To be done:
In the passage on Indian students in the U.S., what city is Rohan Purohit from?

Passage to read:

Most mornings, Rohan Purohit wakes before dawn in his shared apartment near a New York City campus. He juggles coursework, a research assistantship, and the quiet pressure of being nearly 13,000 kilometres from home. A graduate student from Mumbai, Rohan came to the U.S. seeking a world-class education and a path to professional success. Lately, that sense of hope is shrinking.
Conversations with fellow international students drift from deadlines to visa delays, rescinded scholarships, financial struggles, a saturated job market, and the shrinking margin of error. “You brace yourself for homesickness, social adjustment and a competitive job market,” he says. “But the looming fear of losing everything overnight wears you down.”
For many Indian students like Rohan, the American dream is now more fragile than they were led to believe. This fragility isn’t just personal—it’s political. The uncertainty shaping their lives stems not only from circumstance but from deliberate policy decisions.
Often misunderstood as a Trump-era phenomenon, the immigration squeeze on international students predates his presidency. For years, students have walked a tightrope, navigating complex visa categories, costly and bureaucratic status changes, and the constant threat of deportation over minor clerical errors. The long-standing Republican “America First” policy, revived under Trump, didn’t create this system—it intensifies it.

Extracted material:
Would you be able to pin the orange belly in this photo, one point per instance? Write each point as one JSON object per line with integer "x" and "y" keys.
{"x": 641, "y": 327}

...

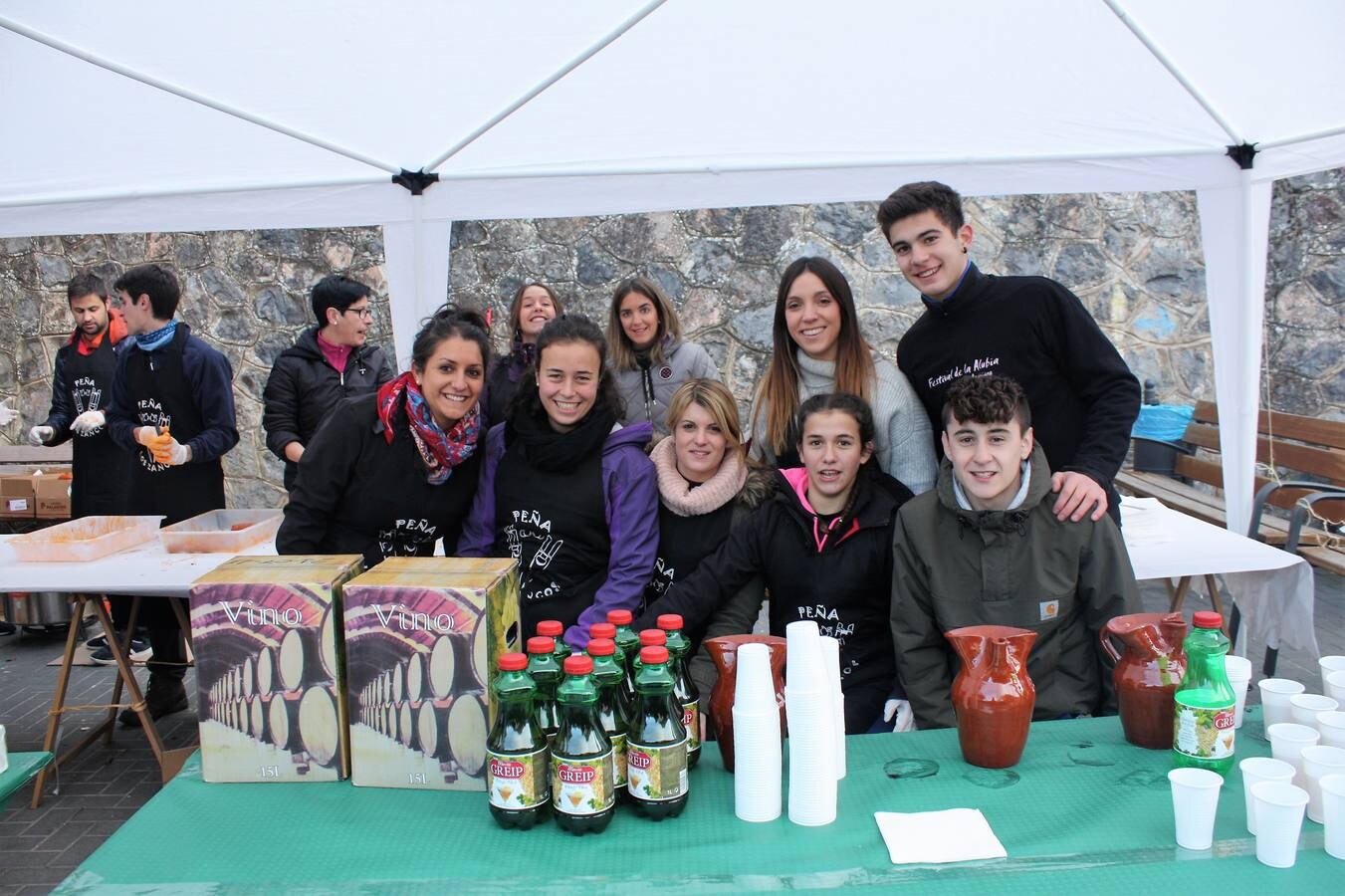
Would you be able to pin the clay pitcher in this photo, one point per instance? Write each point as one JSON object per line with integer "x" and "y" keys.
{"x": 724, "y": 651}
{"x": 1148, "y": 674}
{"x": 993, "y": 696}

--

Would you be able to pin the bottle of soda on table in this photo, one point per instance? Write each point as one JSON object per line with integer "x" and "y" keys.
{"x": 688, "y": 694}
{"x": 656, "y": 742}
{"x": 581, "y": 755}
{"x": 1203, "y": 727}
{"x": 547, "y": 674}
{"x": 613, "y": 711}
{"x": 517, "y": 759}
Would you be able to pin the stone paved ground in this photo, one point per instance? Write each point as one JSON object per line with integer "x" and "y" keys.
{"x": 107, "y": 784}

Answer:
Mumbai.